** start Data excerpts **

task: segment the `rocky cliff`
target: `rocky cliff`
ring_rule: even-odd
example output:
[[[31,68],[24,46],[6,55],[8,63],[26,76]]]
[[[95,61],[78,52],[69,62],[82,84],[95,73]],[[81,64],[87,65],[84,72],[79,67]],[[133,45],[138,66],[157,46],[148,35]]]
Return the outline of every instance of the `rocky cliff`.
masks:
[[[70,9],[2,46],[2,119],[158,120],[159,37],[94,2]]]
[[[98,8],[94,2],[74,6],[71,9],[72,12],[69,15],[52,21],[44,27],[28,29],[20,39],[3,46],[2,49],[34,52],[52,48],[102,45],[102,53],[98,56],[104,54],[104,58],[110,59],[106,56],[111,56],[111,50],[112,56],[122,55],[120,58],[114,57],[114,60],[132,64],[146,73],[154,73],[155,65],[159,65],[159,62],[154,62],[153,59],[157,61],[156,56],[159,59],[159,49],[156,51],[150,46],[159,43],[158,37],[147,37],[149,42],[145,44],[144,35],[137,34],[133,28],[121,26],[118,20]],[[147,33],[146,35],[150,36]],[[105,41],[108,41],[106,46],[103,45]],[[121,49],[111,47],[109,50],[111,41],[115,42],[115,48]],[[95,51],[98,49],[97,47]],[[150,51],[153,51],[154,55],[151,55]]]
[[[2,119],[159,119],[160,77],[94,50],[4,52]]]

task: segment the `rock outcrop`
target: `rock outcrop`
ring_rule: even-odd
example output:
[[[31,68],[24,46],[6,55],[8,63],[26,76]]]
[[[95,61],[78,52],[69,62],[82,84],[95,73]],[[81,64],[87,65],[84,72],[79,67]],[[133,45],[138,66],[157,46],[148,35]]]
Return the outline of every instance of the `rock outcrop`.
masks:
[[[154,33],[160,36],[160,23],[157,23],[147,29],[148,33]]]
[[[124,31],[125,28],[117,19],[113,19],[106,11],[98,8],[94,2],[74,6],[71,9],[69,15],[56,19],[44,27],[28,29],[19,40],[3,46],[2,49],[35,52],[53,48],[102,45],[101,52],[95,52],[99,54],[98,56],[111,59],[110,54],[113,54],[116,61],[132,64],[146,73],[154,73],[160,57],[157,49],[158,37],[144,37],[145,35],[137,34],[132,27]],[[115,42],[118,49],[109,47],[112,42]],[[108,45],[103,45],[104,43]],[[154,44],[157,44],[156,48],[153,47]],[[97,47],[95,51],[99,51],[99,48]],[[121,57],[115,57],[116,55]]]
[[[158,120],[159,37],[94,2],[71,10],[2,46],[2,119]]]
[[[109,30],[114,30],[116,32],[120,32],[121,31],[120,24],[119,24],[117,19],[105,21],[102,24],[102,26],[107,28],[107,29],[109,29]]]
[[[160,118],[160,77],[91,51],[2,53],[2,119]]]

** end Data excerpts **

Copy the entire listing above line for line, changing nothing.

task: segment the `rocky cliff`
target: `rocky cliff`
ring_rule: even-odd
example output:
[[[31,68],[24,46],[6,55],[8,63],[26,76]]]
[[[95,61],[78,52],[69,62],[82,84],[95,73]],[[81,64],[87,65],[84,72],[79,67]],[[133,45],[138,66],[157,46],[148,35]]]
Return the outline of every instance of the `rocky cliff`.
masks:
[[[70,9],[2,46],[2,119],[158,120],[159,37],[94,2]]]
[[[98,8],[94,2],[74,6],[71,9],[72,12],[69,15],[52,21],[44,27],[28,29],[20,39],[3,46],[2,49],[34,52],[52,48],[102,45],[102,53],[98,56],[104,54],[104,58],[110,59],[106,56],[111,56],[111,50],[112,56],[122,55],[120,58],[114,57],[114,60],[132,64],[146,73],[154,73],[155,65],[159,65],[159,62],[154,62],[153,59],[157,61],[156,56],[159,59],[159,49],[156,51],[150,46],[159,43],[158,37],[147,37],[149,42],[145,44],[144,35],[137,34],[133,28],[121,26],[118,20]],[[147,33],[146,35],[150,36]],[[105,41],[108,41],[106,46],[103,45]],[[121,49],[111,47],[109,50],[111,41],[115,42],[115,48]],[[95,51],[98,49],[97,47]],[[150,51],[153,51],[154,55],[151,55]]]
[[[2,119],[159,119],[160,77],[94,50],[4,52]]]

task: segment the `rock outcrop`
target: `rock outcrop`
ring_rule: even-odd
example output:
[[[31,68],[24,46],[6,55],[8,63],[26,76]]]
[[[95,61],[78,52],[69,62],[82,84],[95,73]],[[81,64],[87,65],[84,72],[79,67]],[[133,45],[138,66],[157,46],[148,35]]]
Return the outline of every instance of the `rock outcrop`.
masks:
[[[154,33],[160,36],[160,23],[157,23],[147,29],[148,33]]]
[[[124,31],[125,28],[117,19],[113,19],[106,11],[98,8],[94,2],[74,6],[71,9],[69,15],[56,19],[44,27],[28,29],[19,40],[3,46],[2,49],[35,52],[53,48],[102,45],[101,52],[95,52],[99,54],[98,56],[111,59],[110,54],[113,54],[116,61],[132,64],[146,73],[154,73],[160,57],[157,49],[158,37],[144,37],[145,35],[137,34],[132,27]],[[115,42],[118,49],[109,47],[112,42]],[[108,45],[103,45],[104,43]],[[154,44],[157,44],[156,48],[153,47]],[[97,47],[95,51],[99,51],[99,48]],[[121,57],[115,57],[116,55]]]
[[[158,120],[159,37],[94,2],[71,10],[2,46],[2,119]]]
[[[109,30],[114,30],[116,32],[120,32],[121,31],[120,24],[119,24],[117,19],[105,21],[102,24],[102,26],[107,28],[107,29],[109,29]]]
[[[160,118],[160,77],[91,51],[2,53],[2,119]]]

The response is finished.